Entries from a dataset:
---

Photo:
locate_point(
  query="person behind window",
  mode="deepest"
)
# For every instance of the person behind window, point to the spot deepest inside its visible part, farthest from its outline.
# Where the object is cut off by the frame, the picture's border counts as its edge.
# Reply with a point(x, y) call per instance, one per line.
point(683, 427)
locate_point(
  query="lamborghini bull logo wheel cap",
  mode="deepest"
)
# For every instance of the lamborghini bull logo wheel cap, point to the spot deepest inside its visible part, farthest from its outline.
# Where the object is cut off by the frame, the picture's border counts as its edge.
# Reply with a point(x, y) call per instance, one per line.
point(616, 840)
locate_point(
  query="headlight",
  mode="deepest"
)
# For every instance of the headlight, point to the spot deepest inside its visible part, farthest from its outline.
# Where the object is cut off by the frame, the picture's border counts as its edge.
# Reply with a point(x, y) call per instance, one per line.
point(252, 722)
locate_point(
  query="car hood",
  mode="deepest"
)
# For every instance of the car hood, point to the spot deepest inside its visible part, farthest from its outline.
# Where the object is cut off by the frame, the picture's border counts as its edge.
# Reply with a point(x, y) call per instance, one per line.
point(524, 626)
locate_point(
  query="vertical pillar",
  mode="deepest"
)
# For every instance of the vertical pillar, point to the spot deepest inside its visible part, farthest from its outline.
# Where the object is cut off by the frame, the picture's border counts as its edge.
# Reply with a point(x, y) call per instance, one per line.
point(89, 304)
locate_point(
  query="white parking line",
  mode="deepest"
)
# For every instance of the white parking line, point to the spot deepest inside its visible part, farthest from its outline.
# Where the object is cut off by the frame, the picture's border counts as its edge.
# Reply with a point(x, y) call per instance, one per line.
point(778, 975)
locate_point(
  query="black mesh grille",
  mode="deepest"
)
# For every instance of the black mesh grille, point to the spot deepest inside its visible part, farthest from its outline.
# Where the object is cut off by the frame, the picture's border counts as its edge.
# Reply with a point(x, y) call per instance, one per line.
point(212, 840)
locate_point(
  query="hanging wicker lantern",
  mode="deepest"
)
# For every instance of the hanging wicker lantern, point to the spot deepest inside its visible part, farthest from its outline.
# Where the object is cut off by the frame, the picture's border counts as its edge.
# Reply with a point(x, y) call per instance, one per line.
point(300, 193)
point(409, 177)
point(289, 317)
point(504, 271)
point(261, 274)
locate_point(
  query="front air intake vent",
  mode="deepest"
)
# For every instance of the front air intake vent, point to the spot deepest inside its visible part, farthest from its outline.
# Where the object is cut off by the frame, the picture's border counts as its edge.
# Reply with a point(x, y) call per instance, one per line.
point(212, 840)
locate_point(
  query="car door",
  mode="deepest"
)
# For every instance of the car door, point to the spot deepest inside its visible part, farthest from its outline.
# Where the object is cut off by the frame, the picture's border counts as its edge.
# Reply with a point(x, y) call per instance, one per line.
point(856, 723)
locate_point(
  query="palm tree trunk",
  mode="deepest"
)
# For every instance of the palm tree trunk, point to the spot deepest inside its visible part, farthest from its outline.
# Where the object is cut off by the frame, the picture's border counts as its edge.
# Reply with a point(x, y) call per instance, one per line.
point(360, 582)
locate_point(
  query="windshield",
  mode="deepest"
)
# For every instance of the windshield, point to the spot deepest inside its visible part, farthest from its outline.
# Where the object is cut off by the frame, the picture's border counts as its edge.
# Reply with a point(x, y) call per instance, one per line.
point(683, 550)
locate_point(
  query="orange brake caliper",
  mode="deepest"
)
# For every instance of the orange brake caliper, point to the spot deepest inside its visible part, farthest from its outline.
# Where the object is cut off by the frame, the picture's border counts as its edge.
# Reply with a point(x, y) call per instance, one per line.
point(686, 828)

---

• **What is expected**
Set all of the entries down again, exactly as they were given.

• **Finished task**
Photo:
locate_point(
  query="person behind window",
  mode="deepest"
)
# For every instance of the person behind window, point to the spot deepest inside its visible part, farthest from its outline.
# Where the object is cut off by the frame, the picture's border counts as its edge.
# Reply with a point(x, y) call per instance, one per line.
point(683, 427)
locate_point(
  query="lamborghini bull logo wheel cap",
  mode="deepest"
)
# For every instance of the lamborghini bull logo wheel cap, point to the spot deepest inside its visible part, farthest from its outline.
# Where the object is cut off by the frame, the picture's border counts as its edge.
# Reply with a point(x, y) call per instance, one per line.
point(616, 840)
locate_point(
  query="headlight",
  mode="deepest"
)
# For every instance of the headlight, point to the spot deepest inside its visible part, farthest from its outline.
# Where the object is cut off by the frame, the picture's border counts as its edge.
# Reply with a point(x, y) call per instance, one per line.
point(252, 722)
locate_point(
  query="car hood",
  mode="deepest"
)
# For every instance of the car hood, point to the spot deepest inside its visible part, farthest from its outline.
# Where the object is cut off by the frame, the picture's border counts as its edge.
# Reply with a point(x, y) call per instance, one per line.
point(524, 626)
locate_point(
  query="vertical pillar",
  mode="deepest"
)
# For every instance of the vertical pillar, point to the spot deepest inside its visible part, farthest from its outline.
# Where the object is cut off by the frame, the picture's border counts as its edge.
# Reply with a point(x, y) call per instance, one per line.
point(89, 304)
locate_point(
  query="white parking line",
  mode="deepest"
)
# For every instance of the white parking line, point to the spot deepest inside its visible part, farthest from its outline.
# Where the object is cut off by the frame, the picture's border counts as its edge.
# Reply with a point(x, y) call per instance, one per line.
point(778, 975)
locate_point(
  query="black mesh grille",
  mode="deepest"
)
# For every instance of the black mesh grille, point to the spot deepest inside its visible part, farthest from its outline.
# Where the object is cut off by the frame, the picture's border counts as its edge.
# Reply with a point(x, y) call per instance, one per line.
point(212, 840)
locate_point(
  query="hanging wicker lantern",
  mode="deepest"
)
# For every instance of the hanging wicker lantern, point to the spot deepest inside its visible part, farthest from its outline.
# Where the object is cut off by the frame, the picture's border counts as its edge.
# Reply with a point(x, y) call per instance, one per line.
point(300, 193)
point(409, 177)
point(289, 317)
point(504, 271)
point(261, 274)
locate_point(
  query="front air intake vent",
  mode="deepest"
)
# For every instance of the front air intake vent, point to the spot deepest inside its visible part, farthest from its outline.
# Where the object is cut off by the frame, the picture's border counts as its edge.
# Reply with a point(x, y) call per instance, one per line.
point(212, 840)
locate_point(
  query="car door",
  mode="deepest"
)
# For every instance of the car door, point to the spot deepest inside its visible part, farthest from its outline.
# Where the object is cut off by the frame, the picture's border counts as its edge.
# Reply with a point(x, y) call per instance, one per line.
point(856, 723)
locate_point(
  query="palm tree trunk",
  mode="deepest"
)
# For every instance of the palm tree trunk, point to the spot deepest inside its visible part, farthest from its outline.
# Where the object is cut off by the frame, the picture's border counts as its edge.
# Reply with a point(x, y) call per instance, one per line.
point(360, 582)
locate_point(
  query="windshield",
  mode="deepest"
)
# For every instance of the windshield, point to the spot deepest inside its visible part, farthest from its outline.
# Where the object is cut off by the frame, the picture's border counts as its edge.
# Reply with a point(x, y) call per instance, one per line.
point(683, 550)
locate_point(
  query="orange brake caliper",
  mode="deepest"
)
# For every instance of the orange brake caliper, point to the spot deepest inside its visible part, farthest from its outline.
# Where the object is cut off by the frame, the picture's border counts as its edge.
# Reply with a point(x, y) call per instance, one per line.
point(686, 828)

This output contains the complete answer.